#### Stated problem 1:
Set down everything in the Common Market speech from "Above all, there" down to "since the war.", word for word.
#### Stated problem 2:
Answer these from the Common Market speech:
(a) Which Member admitted that President de Gaulle may not want Britain in at any price?
(b) Whose bill does the speaker want used to seek lower industrial tariffs in all developed countries?
(c) What does the Government offer de Gaulle in its attempt to secure entry?
#### Stated problem 3:
Continue the Common Market speech from the point where it stops.

#### Text segment:
################
Above all, there is this new line on E.F.T.A.—the suggestion that Britain would be enough to digest at one time and that the other E.F.T.A. countries could not be expected to have a vote until the vital decisions about the Community's future had been taken. If one reads Belgian, French or German newspapers one finds that continental Governments now believe that the British. Government want to go into the Common Market whatever the price. This is a view also instilled into Commonwealth Governments by the British Prime Minister at the Commonwealth Prime Ministers' Conference.

The final capitulation is the Government's attempt to bribe the French Government to allow us to enter by offering de Gaulle assistance in building up his atomic deterrent even though this would wreck the best hope of reaching agreement on European disarmament since the war.

The crowning irony is that all these efforts may fail in the end. We have to face the possibility that there may be no alternative to staying out of the Common Market because, as the hon. and gallant Member for Lewes (Sir T. Beamish) admitted, it may be that President de Gaulle does not want us in at any price. I suggest that in this situation it is vitally urgent that the Government should start considering alternative policies. This is vital, in the first place, because to consider alternatives to joining the Common Market would, I believe, help us to put our own priorities right not only in economic but also in foreign and military policy. The knowledge that we are considering alternatives is an absolutely indispensable element in strengthening our bargaining power in the negotiations which remain. So long as we leave the Six with the impression that we think we have no alternative to joining, why should they make any concessions to get us in? Yet this is the impression which the Government have assiduously cultivated by their public statements and by their private behaviour.

What lines should the alternative take? I shall not discuss the essential domestic precondition, which is to strengthen our own economy first, not only because this would increase our bargaining power but because to go into the Common Market with an economy weaker than all the others would condemn us to the new balance of payments crisis and either devaluation or permanent stagnation.

In foreign economic policy, I believe that it is not too late to try to organise a joint approach by all the Commonwealth countries and all the E.F.T.A. countries to world negotiations with three major objectives: first, to take advantage of President Kennedy's Trade Expansion Bill to try to get a reduction of industrial tariffs in all the developed countries, something which would bring us infinitely greater advantages than a purely limited and regional reduction in tariffs such as is offered by the Common Market; second, to open all the developed markets of the world to cheap manufactured goods and raw materials, particularly tropical foodstuffs from all the under-developed countries; third, to try to reach commodity agreements; and, above all, to make the food surpluses of the developed countries available to relieve hunger in countries which cannot afford to pay for food which they desperately need.

It is no good anyone pretending that these aims are unrealistic. They are a condition which the Government have set themselves in the Common Market negotiations. It is no good the Lord Privy Seal saying that we have no hope of reaching these agreements when he is, in fact, undertaking to reach them after we join the Common Market in any case in order to meet the demands of the Commonwealth and other countries.

I do not believe that action along those lines is a second best. I believe that it should always have been our first objective, and, unless we can achieve it, entry into the Common Market will do us and the world much more harm than good. If we begin to move in this direction towards global agreements first, there will, I believe, be an infinitely better chance that later negotiations with the Common Market countries will reach an accommodation which is satisfactory both to us and to them.
################
#### Data provided:
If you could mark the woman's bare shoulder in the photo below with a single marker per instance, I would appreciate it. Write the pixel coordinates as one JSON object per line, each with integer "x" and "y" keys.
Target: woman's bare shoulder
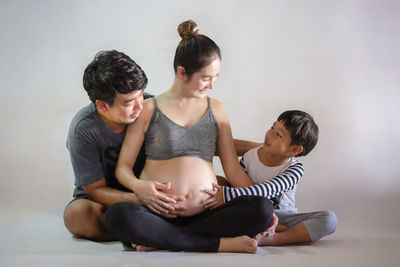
################
#### Exercise result 1:
Above all, there is this new line on E.F.T.A.—the suggestion that Britain would be enough to digest at one time and that the other E.F.T.A. countries could not be expected to have a vote until the vital decisions about the Community's future had been taken. If one reads Belgian, French or German newspapers one finds that continental Governments now believe that the British. Government want to go into the Common Market whatever the price. This is a view also instilled into Commonwealth Governments by the British Prime Minister at the Commonwealth Prime Ministers' Conference.

The final capitulation is the Government's attempt to bribe the French Government to allow us to enter by offering de Gaulle assistance in building up his atomic deterrent even though this would wreck the best hope of reaching agreement on European disarmament since the war.

#### Exercise result 2:
(a) The hon. and gallant Member for Lewes, Sir T. Beamish.
(b) President Kennedy's: his Trade Expansion Bill.
(c) Assistance in building up his atomic deterrent.

#### Exercise result 3:
If we try to go in on the terms at present envisaged, at best we shall find ourselves imprisoned as a permanent minority in an organisation which is either indifferent or hostile to our basic aims in the world affairs. At worst— and, perhaps, most likely—we shall find ourselves having lost all our old friends in the world without having gained any new ones in Europe.

9.34 p.m.

Sir Alexander Spearman (Scarborough and Whitby)

If the hon. Member for Leeds, East (Mr. Healey) had sat on this side of the House between 1955 and 1959 and ever had occasion to disagree with Government policy, he would have a quite different idea about the toughness of my right hon. Friend the Lord Privy Seal. I know my right hon. Friend fairly well, and I can tell the hon. Gentleman that I know no one in this country who would be a more powerful, more skilful or more determined negotiator.

Mr. Healey

My only comment on that is that I have the feeling that the right hon. Gentleman probably had more powerful sanctions available to him when he was dealing with recalcitrant Conservative back benchers than he has when negotiating with our European partners in a position of economic weakness.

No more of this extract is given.